- _Dataset records_:

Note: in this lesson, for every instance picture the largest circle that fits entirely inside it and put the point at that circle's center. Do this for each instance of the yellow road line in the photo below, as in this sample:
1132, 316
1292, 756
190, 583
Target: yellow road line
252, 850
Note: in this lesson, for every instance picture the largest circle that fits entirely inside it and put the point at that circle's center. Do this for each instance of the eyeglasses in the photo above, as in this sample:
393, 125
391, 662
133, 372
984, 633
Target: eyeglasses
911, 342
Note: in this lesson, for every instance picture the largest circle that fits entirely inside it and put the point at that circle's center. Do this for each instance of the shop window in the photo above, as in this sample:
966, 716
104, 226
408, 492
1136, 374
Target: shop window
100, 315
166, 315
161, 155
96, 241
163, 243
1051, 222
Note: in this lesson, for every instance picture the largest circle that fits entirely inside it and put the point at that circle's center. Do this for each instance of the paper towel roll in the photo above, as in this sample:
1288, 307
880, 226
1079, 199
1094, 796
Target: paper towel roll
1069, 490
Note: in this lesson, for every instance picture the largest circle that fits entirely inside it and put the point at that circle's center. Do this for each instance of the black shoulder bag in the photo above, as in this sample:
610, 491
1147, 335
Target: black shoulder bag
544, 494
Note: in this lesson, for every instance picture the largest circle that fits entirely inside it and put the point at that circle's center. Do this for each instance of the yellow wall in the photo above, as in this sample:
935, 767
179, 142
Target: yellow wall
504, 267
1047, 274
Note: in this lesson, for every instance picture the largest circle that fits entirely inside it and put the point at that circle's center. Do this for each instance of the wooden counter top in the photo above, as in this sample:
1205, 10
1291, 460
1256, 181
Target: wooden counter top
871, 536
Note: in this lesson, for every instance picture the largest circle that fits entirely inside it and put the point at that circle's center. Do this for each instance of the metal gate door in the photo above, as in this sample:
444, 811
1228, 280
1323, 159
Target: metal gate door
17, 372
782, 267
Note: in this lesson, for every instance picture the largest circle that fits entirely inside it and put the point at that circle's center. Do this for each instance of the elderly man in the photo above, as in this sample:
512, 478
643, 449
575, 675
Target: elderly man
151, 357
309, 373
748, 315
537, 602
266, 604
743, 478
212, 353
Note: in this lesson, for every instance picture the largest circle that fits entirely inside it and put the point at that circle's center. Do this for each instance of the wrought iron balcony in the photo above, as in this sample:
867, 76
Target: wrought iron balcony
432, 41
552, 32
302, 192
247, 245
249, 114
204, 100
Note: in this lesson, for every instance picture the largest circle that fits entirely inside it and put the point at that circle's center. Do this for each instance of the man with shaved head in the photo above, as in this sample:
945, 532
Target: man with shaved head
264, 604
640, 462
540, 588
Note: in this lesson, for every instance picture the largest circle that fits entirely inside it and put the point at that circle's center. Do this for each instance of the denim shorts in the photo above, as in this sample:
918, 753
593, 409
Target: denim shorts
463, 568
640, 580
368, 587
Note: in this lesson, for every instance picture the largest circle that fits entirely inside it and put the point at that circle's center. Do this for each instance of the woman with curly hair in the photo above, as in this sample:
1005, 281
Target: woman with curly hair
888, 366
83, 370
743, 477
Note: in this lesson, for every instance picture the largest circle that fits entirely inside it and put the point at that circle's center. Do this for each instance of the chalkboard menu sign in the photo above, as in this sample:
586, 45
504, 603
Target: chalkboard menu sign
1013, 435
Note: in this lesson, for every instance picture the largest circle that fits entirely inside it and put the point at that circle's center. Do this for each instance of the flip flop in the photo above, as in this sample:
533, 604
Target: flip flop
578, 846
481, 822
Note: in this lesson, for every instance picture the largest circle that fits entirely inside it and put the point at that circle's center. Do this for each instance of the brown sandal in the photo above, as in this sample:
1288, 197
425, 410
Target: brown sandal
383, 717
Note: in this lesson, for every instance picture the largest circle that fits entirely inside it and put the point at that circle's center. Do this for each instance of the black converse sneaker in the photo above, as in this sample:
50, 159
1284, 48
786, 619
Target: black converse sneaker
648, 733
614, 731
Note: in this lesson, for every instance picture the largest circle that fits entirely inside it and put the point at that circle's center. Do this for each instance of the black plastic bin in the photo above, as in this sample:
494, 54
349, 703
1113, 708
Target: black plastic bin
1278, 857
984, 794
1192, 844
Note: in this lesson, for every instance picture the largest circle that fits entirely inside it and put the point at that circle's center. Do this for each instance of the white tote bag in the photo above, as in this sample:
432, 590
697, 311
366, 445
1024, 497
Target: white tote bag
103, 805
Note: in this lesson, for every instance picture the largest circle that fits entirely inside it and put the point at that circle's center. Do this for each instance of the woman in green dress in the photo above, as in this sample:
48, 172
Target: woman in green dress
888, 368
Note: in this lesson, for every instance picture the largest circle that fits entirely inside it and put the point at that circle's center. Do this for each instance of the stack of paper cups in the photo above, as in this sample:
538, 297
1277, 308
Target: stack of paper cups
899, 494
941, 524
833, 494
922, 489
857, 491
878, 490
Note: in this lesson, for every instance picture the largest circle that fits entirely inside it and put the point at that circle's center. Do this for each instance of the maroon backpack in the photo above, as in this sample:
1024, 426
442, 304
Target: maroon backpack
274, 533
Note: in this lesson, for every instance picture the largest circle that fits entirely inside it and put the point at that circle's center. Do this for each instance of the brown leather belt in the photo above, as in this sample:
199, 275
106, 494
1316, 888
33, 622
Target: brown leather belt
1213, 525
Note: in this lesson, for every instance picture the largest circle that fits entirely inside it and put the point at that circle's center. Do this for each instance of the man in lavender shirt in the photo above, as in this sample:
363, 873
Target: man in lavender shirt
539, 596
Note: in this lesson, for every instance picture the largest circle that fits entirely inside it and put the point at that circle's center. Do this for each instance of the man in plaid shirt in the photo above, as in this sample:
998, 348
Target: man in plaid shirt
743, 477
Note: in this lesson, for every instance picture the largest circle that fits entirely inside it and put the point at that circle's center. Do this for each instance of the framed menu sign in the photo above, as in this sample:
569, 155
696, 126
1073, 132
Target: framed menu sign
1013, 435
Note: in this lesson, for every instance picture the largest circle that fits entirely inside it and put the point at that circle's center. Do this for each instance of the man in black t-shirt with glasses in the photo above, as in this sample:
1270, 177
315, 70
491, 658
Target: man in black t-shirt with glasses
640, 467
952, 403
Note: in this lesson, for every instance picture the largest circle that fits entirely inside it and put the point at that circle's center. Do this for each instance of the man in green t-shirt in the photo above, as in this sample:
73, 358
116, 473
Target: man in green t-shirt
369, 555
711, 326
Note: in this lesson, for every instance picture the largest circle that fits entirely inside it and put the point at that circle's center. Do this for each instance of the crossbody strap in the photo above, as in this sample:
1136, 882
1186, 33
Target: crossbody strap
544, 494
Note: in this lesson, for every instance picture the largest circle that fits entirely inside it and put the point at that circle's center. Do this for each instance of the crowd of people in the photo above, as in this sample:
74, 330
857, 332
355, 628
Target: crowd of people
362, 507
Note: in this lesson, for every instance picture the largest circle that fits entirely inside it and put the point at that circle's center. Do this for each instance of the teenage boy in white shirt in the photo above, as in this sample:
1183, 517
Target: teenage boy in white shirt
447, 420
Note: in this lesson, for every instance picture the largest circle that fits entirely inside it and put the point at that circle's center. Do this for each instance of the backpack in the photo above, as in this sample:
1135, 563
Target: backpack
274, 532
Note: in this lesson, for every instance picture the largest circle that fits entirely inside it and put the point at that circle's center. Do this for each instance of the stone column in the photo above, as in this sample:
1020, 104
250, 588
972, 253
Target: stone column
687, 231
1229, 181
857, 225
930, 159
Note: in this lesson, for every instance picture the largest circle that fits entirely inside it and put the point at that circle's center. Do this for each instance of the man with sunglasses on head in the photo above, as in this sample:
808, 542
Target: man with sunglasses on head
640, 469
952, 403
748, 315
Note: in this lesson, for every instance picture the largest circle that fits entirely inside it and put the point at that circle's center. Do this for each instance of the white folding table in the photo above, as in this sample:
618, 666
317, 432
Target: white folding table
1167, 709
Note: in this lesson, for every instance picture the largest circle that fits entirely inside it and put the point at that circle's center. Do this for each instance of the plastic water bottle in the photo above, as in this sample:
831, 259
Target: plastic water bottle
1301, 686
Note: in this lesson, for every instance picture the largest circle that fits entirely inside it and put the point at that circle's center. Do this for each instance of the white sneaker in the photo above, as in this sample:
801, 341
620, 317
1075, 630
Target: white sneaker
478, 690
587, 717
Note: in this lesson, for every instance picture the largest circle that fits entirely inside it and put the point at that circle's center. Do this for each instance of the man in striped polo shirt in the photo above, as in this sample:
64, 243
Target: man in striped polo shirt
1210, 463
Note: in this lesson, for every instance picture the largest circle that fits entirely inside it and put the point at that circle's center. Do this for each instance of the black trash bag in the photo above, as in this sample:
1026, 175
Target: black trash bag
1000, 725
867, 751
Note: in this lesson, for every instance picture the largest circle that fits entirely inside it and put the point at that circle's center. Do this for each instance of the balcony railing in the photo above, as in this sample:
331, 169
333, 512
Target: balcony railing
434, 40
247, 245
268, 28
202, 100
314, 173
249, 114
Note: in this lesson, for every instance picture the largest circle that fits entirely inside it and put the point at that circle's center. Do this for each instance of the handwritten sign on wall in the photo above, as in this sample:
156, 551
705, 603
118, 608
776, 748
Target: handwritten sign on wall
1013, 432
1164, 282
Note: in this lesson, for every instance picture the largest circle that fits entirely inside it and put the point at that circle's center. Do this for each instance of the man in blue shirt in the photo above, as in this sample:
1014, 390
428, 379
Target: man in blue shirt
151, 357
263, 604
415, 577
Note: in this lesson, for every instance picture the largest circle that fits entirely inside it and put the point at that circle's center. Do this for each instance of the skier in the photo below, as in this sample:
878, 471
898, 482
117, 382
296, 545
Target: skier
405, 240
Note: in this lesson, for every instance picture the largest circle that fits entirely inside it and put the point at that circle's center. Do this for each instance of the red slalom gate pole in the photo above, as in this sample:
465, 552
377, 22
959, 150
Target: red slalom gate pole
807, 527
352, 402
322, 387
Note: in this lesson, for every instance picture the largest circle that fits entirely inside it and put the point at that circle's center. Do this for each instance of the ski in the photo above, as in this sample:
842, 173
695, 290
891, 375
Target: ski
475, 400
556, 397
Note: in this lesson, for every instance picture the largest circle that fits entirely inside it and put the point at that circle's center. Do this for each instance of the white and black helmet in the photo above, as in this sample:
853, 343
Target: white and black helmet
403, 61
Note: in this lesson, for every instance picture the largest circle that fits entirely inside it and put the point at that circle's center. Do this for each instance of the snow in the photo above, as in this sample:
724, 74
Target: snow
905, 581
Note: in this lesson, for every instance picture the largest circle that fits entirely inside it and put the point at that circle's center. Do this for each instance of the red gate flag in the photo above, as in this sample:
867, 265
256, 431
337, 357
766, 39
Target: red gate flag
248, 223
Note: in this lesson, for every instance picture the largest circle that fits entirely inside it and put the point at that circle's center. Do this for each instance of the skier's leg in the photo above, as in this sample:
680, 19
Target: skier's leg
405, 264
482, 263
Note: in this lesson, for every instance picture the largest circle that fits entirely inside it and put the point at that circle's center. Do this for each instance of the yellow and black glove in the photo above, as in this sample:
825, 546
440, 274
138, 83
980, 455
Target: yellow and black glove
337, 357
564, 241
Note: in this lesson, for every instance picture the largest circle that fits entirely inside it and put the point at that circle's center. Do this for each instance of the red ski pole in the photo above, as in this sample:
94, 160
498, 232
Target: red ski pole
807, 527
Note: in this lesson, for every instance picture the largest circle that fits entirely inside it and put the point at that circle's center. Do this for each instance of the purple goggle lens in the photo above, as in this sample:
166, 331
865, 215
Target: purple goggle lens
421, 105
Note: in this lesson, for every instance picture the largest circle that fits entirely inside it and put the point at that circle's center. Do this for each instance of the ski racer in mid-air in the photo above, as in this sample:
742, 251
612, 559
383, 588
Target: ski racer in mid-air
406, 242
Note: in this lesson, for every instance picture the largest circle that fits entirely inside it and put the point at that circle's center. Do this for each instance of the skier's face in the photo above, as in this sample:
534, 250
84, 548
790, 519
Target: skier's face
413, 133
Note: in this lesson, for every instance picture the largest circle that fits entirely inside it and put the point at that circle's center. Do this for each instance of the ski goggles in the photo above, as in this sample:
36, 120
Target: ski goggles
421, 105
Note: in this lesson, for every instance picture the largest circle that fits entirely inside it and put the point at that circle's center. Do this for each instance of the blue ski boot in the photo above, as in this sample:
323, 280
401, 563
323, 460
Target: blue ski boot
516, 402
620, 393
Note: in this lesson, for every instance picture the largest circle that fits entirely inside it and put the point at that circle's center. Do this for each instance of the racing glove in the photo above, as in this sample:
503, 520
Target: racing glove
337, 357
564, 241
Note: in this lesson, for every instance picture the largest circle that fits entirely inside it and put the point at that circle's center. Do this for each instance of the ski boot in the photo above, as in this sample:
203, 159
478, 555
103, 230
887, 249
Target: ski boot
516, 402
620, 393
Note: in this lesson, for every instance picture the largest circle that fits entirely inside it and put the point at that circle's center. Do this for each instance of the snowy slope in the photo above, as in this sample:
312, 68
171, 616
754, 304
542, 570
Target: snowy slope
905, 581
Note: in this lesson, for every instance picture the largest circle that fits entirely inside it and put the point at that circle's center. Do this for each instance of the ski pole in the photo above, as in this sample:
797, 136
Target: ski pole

- _Instructions to follow_: Everything from the line containing "the ski goggles" to the end of the records must be written out exactly; include both of those lines and no others.

- _Completed task_:
Note: in this lesson, for every instance picture the largest circle that fits entirely inside it and put the point at that circle's center. Do this for each instance of the ski goggles in the photo above, as in this sample:
36, 120
Target: ski goggles
421, 105
Note: in this lesson, for every instance picture the largest circle that fits entirely inside it and put the point at that circle's center. Do this for each instance of the blue ski boot in the photo above, as in this sample:
323, 280
401, 563
323, 460
Target: blue ski boot
516, 402
620, 393
Note: in this lesson, for every instance picture the largest circle that fits entirely inside it and put the point at that circle's center. Do this for each instance of the racing glove in the photo above, as in this sample:
503, 520
Target: racing glove
337, 357
564, 241
Note: in this lesson, for every instance picture the largest circle that fits entirely inside it and put the point at that circle's center. Do this for each instance of the ski boot in the photo above, as in this sample:
203, 159
478, 555
103, 230
887, 249
Target: ski boot
516, 402
620, 393
Note: in this lesson, for every instance picture the largest circle that fits entirely inside it and put the point at that circle's center. Do this for each instance of the snowy slope in the photo above, as in this sample:
312, 68
171, 616
754, 304
542, 570
Target: snowy slope
905, 581
Note: in this lesson, for every instance picture the largest circle that fits entirely inside it and put the point at that circle's center. Do this for each instance of the ski pole in the photo above, as in this sample:
797, 136
Target: ski pole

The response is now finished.